# Written instruction
Update everything from the line containing "Might you point out the curved" down to the end of the items: swap "curved balcony" for "rounded balcony" and reproduce those lines with nothing else changed.

[Position identification items]
+ + + + +

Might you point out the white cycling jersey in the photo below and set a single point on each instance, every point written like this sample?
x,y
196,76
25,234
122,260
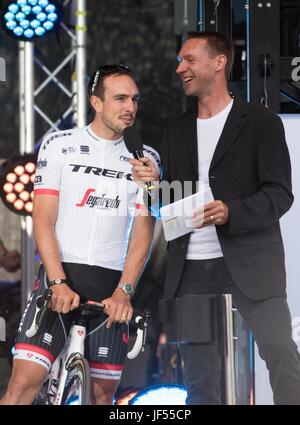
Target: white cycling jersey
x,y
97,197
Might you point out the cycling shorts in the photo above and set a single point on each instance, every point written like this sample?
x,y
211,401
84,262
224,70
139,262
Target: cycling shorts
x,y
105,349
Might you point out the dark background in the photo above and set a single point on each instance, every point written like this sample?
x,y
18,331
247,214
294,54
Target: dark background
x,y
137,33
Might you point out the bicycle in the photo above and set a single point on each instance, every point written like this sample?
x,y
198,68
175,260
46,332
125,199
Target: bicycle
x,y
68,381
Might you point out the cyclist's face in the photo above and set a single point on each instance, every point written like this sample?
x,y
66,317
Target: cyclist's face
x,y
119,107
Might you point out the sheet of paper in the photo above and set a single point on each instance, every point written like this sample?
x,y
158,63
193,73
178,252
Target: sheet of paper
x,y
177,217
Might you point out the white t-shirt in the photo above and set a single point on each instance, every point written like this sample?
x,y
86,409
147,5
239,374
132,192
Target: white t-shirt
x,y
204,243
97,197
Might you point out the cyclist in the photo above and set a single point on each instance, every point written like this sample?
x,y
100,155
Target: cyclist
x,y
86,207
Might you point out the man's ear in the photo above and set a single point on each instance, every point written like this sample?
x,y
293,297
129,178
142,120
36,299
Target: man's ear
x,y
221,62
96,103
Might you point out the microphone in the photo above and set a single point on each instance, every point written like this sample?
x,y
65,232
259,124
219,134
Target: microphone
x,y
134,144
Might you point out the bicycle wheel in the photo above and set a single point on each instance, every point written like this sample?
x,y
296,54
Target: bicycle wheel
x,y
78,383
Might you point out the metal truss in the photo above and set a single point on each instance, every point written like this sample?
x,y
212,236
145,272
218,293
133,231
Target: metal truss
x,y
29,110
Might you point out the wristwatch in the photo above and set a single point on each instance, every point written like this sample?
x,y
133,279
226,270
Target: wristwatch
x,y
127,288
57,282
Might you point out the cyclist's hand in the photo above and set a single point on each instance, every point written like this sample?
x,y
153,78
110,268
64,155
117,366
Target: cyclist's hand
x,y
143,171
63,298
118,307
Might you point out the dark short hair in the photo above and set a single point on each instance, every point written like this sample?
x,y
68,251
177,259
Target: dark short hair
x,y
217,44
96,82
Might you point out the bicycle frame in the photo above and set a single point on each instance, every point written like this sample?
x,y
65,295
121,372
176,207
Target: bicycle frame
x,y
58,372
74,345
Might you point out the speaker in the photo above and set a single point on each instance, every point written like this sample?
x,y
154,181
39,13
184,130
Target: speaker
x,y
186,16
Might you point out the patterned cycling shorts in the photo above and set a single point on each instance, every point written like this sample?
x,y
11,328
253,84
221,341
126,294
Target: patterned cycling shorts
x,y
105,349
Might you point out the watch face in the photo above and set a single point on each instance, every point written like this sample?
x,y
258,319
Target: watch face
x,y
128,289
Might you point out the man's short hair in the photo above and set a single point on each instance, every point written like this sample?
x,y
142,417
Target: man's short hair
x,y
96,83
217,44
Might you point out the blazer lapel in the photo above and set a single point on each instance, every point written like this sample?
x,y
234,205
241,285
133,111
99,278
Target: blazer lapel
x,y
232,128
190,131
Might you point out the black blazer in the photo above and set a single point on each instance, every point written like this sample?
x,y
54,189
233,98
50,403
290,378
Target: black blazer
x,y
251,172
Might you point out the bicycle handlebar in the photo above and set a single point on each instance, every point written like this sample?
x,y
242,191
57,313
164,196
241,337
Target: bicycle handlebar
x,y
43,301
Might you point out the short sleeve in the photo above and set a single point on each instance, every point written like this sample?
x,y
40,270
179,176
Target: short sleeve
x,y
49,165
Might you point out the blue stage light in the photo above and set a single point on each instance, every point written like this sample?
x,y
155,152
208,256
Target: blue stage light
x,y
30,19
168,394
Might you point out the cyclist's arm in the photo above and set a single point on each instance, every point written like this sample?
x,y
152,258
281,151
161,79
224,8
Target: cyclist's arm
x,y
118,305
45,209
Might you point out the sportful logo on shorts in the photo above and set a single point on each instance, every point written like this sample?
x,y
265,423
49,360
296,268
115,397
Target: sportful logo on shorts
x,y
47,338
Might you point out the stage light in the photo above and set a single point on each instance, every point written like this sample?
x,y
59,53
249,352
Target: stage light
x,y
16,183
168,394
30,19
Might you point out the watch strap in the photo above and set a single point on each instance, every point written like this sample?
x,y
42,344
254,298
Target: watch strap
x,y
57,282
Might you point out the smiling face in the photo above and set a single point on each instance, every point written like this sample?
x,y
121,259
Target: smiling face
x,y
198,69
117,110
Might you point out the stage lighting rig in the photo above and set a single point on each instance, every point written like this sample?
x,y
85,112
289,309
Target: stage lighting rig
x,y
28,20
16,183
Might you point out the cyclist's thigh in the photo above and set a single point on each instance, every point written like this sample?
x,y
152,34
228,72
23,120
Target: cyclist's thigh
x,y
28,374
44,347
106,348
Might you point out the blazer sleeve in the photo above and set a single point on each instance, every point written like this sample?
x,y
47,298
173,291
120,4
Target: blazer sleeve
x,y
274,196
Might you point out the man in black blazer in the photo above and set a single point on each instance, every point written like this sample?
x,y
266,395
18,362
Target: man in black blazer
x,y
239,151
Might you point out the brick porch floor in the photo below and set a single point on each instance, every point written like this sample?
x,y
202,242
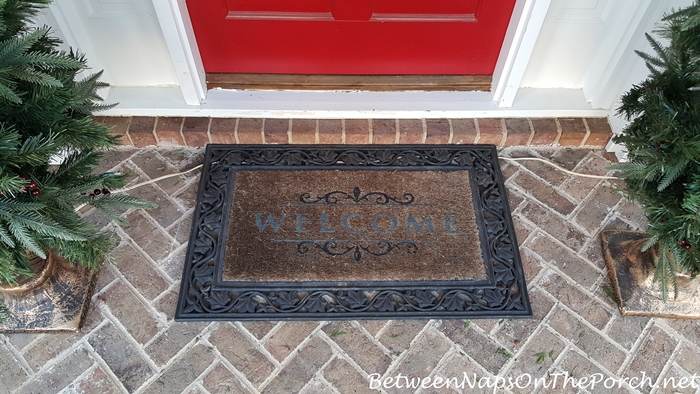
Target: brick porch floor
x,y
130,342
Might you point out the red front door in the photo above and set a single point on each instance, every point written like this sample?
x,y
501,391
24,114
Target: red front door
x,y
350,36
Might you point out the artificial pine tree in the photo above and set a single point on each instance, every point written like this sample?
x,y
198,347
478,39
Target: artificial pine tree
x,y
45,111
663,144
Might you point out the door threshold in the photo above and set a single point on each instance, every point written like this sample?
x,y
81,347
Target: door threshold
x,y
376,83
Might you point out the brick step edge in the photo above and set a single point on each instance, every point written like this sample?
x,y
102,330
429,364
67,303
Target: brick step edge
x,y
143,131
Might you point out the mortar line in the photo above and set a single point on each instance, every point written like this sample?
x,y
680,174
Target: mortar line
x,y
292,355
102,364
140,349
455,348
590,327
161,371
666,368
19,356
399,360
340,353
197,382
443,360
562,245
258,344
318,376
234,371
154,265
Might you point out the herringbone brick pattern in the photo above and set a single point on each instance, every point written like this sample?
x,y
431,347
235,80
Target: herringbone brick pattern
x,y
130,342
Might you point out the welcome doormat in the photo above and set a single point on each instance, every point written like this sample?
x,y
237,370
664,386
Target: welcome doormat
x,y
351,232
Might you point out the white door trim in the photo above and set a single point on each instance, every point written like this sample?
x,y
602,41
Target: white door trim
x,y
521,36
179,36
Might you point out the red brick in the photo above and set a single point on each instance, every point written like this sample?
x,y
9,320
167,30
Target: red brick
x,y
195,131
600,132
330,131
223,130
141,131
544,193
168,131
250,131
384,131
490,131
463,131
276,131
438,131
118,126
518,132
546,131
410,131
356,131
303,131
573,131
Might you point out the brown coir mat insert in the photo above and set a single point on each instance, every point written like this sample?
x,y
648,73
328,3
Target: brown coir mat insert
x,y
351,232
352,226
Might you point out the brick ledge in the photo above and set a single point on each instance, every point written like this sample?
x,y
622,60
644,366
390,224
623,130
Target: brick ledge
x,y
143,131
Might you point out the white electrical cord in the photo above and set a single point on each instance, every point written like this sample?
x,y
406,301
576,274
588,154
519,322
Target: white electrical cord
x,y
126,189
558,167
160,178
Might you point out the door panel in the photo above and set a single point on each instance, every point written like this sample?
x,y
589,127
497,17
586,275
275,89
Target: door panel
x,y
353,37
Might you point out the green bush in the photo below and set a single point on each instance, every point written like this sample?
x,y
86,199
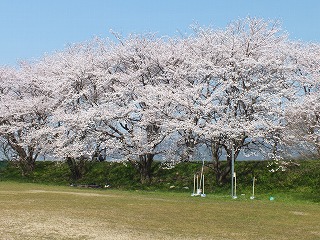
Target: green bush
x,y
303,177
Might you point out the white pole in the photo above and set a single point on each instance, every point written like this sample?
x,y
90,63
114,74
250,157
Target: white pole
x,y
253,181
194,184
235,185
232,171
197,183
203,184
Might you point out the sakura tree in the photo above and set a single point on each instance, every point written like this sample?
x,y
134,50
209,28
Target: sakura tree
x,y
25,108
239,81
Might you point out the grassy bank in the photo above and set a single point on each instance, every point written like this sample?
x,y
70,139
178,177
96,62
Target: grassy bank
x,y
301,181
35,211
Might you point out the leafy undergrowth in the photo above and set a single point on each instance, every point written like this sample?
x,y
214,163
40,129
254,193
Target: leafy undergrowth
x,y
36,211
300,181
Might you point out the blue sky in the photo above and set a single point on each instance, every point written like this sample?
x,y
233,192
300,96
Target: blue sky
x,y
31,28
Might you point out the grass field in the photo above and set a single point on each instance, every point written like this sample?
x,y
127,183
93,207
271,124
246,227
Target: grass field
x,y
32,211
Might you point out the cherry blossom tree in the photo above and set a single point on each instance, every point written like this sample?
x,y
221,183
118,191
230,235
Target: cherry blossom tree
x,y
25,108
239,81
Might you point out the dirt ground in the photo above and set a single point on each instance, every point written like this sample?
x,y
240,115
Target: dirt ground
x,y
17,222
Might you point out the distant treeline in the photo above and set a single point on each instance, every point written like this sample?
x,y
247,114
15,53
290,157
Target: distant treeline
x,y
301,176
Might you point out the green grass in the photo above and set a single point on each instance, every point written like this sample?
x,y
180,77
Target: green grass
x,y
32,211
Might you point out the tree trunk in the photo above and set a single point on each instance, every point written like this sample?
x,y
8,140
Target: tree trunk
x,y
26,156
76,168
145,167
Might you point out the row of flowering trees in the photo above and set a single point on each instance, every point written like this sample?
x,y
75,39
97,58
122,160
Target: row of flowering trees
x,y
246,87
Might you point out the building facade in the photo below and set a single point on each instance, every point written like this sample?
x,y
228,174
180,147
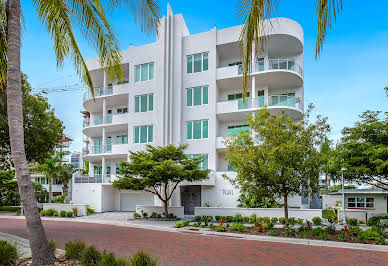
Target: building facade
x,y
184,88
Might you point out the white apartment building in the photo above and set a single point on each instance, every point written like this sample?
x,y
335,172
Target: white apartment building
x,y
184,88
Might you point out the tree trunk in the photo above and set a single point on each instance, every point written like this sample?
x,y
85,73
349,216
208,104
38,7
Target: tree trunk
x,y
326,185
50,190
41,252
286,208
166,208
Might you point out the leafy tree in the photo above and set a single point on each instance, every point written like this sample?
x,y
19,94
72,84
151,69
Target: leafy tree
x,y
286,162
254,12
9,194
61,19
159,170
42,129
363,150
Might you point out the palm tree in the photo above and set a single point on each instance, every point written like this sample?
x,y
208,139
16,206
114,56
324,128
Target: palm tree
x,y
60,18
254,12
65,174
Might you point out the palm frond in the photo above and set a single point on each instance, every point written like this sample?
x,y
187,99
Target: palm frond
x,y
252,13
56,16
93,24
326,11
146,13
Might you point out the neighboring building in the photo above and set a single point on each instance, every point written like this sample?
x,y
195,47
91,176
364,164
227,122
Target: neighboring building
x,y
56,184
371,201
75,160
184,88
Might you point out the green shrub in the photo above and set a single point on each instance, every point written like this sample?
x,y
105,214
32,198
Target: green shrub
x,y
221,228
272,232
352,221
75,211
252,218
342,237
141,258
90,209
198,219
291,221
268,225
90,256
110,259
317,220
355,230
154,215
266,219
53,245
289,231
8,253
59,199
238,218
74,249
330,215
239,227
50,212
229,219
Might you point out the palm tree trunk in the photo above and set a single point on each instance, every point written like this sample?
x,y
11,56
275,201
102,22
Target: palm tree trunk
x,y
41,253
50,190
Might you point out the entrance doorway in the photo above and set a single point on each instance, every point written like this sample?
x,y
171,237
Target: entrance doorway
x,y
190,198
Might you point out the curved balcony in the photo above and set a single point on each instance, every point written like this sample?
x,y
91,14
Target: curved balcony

+ + + + +

# Response below
Might you point out the rounded balcony in the photo above and set a single point on each instance, every point written like this sample?
x,y
91,14
Target: rounded balcony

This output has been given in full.